Mayhew, M. J., B. Selznick, L. Zhang, A. Barnes, and A. Staples. “Examining Curricular Approaches to Developing Undergraduates’ Innovation Capacities.” The Journal of Higher Education. November 2018. doi:10.1080/00221546.2018.1513307.
College campuses nationwide are striving to develop innovators, as the skills and abilities generally associated with innovation (such as creativity, teamwork across difference, and persuasive communication) are in increasingly high demand among both students and employers. Yet, few studies to date have sought to investigate the effects of curricular interventions specifically designed to promote such capacities (namely, beliefs about self, social skills, and cognitive abilities theoretically associated with being an innovator). Using an instrument detailed in the October 2018 issue of the Digest of Recent Research, “Measuring Students’ Capacities for Innovation” (No. 5), this study investigated undergraduates’ development of innovation capacities by employing a pre-test/post-test design across three course conditions at one institution.

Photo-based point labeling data
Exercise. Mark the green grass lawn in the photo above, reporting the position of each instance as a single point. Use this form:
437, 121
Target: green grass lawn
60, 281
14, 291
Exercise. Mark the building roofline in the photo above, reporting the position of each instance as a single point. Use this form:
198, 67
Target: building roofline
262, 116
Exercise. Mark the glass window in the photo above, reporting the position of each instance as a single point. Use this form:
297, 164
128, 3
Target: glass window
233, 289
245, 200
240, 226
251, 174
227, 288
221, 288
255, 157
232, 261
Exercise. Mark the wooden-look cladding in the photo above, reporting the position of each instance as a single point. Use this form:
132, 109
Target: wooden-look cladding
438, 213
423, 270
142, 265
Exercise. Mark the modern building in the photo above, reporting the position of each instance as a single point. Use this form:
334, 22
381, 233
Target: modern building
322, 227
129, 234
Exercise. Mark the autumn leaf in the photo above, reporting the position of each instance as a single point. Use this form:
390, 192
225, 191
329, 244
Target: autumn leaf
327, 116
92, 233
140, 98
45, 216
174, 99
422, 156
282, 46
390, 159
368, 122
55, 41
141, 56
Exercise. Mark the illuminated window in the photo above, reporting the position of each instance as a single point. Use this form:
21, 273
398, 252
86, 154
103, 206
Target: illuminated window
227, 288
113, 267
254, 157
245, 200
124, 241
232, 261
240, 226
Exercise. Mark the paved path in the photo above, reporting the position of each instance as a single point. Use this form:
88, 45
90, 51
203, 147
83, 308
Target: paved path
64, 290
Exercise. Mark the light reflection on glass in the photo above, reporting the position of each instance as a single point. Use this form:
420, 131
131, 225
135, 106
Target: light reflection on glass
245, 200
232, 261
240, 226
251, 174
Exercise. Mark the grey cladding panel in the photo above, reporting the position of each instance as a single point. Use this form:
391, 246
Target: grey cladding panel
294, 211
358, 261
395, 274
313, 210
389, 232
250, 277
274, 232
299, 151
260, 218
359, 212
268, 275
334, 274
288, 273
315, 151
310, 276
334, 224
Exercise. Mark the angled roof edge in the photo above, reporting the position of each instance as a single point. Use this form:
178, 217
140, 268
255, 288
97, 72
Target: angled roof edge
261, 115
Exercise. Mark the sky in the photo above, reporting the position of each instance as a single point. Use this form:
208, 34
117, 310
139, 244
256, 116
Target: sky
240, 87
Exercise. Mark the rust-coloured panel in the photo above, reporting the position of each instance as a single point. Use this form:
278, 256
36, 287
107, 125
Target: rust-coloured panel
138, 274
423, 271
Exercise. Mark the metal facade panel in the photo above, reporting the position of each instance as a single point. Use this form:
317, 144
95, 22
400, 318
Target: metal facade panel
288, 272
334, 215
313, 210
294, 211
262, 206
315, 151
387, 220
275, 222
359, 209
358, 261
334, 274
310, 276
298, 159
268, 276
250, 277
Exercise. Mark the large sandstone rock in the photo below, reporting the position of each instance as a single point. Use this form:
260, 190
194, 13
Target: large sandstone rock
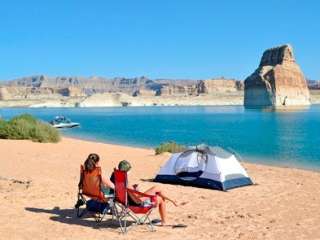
278, 81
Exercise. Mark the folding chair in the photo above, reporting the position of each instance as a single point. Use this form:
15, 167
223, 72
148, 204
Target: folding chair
123, 210
90, 189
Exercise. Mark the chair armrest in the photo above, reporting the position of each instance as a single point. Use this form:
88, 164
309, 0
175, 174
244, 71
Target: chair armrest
140, 193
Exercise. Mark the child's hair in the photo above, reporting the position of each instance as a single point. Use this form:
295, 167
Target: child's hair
124, 165
91, 161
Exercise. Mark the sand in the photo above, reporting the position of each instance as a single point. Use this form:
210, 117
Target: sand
38, 187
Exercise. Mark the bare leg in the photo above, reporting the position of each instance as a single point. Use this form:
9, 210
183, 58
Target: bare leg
162, 211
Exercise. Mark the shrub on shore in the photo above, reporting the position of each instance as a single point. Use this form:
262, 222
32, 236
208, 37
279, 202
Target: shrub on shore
170, 147
27, 127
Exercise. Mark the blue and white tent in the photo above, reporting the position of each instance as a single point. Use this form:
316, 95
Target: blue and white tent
205, 167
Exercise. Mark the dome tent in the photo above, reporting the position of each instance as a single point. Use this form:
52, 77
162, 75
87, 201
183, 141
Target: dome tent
203, 166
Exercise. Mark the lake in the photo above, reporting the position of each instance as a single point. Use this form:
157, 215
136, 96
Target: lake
286, 138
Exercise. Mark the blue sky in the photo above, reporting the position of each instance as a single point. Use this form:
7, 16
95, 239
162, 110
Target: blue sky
156, 38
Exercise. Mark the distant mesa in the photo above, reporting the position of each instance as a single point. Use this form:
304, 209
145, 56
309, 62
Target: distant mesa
277, 82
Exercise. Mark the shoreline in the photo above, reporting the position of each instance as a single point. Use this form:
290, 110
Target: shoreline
38, 185
317, 170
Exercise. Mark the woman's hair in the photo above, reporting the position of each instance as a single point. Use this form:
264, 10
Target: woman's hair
91, 161
124, 165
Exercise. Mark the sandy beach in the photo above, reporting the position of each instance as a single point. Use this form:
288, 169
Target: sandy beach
38, 187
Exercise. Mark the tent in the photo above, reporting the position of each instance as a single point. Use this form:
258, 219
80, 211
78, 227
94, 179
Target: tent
208, 167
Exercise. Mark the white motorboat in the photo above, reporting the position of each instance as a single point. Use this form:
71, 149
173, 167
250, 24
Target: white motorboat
63, 122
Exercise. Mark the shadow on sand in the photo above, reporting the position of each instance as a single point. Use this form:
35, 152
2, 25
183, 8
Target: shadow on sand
68, 216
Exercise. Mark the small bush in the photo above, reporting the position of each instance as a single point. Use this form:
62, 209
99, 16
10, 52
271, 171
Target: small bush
170, 147
27, 127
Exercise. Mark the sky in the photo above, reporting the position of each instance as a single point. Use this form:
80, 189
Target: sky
181, 39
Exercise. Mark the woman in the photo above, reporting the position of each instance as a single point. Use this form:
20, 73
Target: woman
90, 164
155, 190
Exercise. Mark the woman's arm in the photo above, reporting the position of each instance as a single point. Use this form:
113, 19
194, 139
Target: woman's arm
106, 182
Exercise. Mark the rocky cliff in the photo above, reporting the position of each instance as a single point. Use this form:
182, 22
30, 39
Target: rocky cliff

* **PROBLEMS AND TASKS**
a) Answer these questions using the summary of the study on undergraduate innovation capacities:
(i) In which journal, and in what month and year, was the study published?
(ii) What three skills and abilities does the summary give as generally associated with innovation?
(iii) What research design did the study use?
b) Write a continuation of the summary of the study on undergraduate innovation capacities, beginning right after its final sentence.

* **RESPONSES**
a)
(i) The Journal of Higher Education, November 2018.
(ii) Creativity, teamwork across difference, and persuasive communication.
(iii) A pre-test/post-test design across three course conditions at one institution.

b)
The first condition was a “full dose” semester-long course titled Leadership and Innovation (n = 11). The second was a “partially dosed” set of courses that received a single-session curricular intervention led by the same facilitator, an expert on the research and teaching of undergraduate innovation (n = 22). The third was a “no dose/control” group that received no intervention (n = 16). It is important to note that students were randomly assigned into either the partially-dosed or the no-dose conditions. In addition, the sample included students from business and STEM majors as well as the social sciences, arts and humanities, and other fields of study.
DISCUSSION OF THE FINDINGS
After accounting for age (which proved to be the only relevant student background characteristic), pre-test score, and the possibility that students’ course selection could bias the results, the study expectedly found that when compared with students in the no-dose group, students in the full-dose course (Leadership and Innovation) made gains in innovation capacities. Intriguingly, results suggested that even greater gains were made by students in the partially-dosed group; that is, students who only received the short-term single-session intervention.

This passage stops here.